GIVEN INSTRUCTION 1: In the passage on the Wise Use movement, edit everything from "reportedly takes in" down to "legal business practices." so that "genius" becomes "knack", and give that portion again.

SOURCE:
"""

Arnold's movement-building was enhanced when he joined forces with
Alan Gottlieb. Gottlieb's Center for the Defense of Free Enterprise (CDFE)
reportedly takes in about $5 million per year through direct mail and
telephone fundraising for a variety of right-wing causes. Gottlieb seems
to possess a genius for dancing along the edge of legal business practices.
He purchased the building that houses CDFE's headquarters with money
from two of his own non-profit foundations, then transferred the building's
title to his own name so he could charge his foundations over $8,000
per month in rent. Gottlieb also spent seven months in prison for tax
evasion.
In 1988, Gottlieb published Ron Arnold's book, The Wise Use Agenda,
which outlines their movement's goals and aims. Few environmentalists
would find fault with the spirit behind this quote from The Wise Use
Agenda: "[Wise Use's] founders [feel] that industrial development
can be directed in ways that enhance the Earth, not destroy it." But
the Agenda itself is basically a wish list for the resource extraction
industries. The Wise Use movement seeks to open all federal lands to
logging, mining, and the driving of off-road vehicles. Despite much rhetoric
about seeking ecological balance and environmental solutions, almost
the only environmental problem The Wise Use Agenda addresses rather
than dismisses is the threat of global warming from the build-up of carbon
dioxide in the earth's atmosphere. The solution proposed is the immediate
clear-cutting of the small portion of old growth timber left in the United
States so that these forests can be replanted with young trees that will
absorb more carbon dioxide.
Although the science cited by Wise Use sources is suspect, and their
arguments are mostly retreads of corporate press releases, today nearly
everyone on the right wants a piece of the Wise Use movement. Rush Limbaugh,
Lyndon LaRouche, the National Farm Bureau Federation, and dozens of other
organizations and public figures are adopting their own versions of Wise
Use rhetoric.

"""

GIVEN INSTRUCTION 2: Render everything in the entries, from their first line down to and including the line containing "x=528, y=504", as a numbered list, omitting any blank lines.

SUPPLIED DATA:
"""

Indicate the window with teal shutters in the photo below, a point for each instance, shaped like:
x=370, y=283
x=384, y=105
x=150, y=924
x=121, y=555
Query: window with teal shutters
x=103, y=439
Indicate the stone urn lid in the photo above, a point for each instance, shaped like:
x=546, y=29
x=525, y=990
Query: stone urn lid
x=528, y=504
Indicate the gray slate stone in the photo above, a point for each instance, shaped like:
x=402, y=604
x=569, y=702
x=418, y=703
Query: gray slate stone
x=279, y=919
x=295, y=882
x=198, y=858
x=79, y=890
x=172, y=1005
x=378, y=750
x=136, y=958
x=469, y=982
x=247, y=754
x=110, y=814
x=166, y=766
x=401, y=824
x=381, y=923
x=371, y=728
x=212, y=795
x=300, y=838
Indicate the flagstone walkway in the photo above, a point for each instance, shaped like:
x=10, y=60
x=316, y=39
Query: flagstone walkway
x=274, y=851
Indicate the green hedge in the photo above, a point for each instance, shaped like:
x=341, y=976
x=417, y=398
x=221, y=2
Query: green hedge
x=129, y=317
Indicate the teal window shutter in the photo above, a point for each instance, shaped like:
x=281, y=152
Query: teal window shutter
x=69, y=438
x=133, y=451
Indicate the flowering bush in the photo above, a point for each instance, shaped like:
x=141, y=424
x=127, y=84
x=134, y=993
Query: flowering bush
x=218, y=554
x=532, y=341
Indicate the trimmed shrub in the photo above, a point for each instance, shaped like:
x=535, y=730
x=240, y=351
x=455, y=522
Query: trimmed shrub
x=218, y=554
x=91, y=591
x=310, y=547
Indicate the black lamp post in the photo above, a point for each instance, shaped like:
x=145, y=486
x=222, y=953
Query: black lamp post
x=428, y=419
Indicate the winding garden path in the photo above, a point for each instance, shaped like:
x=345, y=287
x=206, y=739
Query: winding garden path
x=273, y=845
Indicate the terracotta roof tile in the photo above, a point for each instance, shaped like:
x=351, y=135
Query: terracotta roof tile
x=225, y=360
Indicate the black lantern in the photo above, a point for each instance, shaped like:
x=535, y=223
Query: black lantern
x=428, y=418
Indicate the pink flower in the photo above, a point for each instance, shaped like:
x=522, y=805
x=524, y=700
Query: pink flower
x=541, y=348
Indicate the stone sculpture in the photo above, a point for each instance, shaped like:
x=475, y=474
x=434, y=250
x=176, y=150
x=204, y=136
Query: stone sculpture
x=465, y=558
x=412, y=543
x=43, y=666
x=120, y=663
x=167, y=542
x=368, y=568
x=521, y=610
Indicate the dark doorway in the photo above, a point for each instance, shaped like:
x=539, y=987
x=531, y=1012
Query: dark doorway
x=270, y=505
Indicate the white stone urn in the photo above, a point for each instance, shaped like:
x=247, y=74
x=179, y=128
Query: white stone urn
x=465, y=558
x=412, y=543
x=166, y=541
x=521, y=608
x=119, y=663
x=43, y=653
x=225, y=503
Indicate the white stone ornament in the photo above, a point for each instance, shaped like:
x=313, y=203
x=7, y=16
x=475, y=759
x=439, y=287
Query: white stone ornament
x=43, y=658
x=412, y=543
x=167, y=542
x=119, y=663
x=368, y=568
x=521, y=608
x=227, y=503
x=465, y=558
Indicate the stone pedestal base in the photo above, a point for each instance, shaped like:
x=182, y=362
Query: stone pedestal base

"""

TASK RESPONSE 1:
reportedly takes in about $5 million per year through direct mail and
telephone fundraising for a variety of right-wing causes. Gottlieb seems
to possess a knack for dancing along the edge of legal business practices.

TASK RESPONSE 2:
1. Indicate the window with teal shutters in the photo below, a point for each instance, shaped like:
2. x=370, y=283
3. x=384, y=105
4. x=150, y=924
5. x=121, y=555
6. Query: window with teal shutters
7. x=103, y=439
8. Indicate the stone urn lid in the photo above, a point for each instance, shaped like:
9. x=546, y=29
10. x=525, y=990
11. Query: stone urn lid
12. x=528, y=504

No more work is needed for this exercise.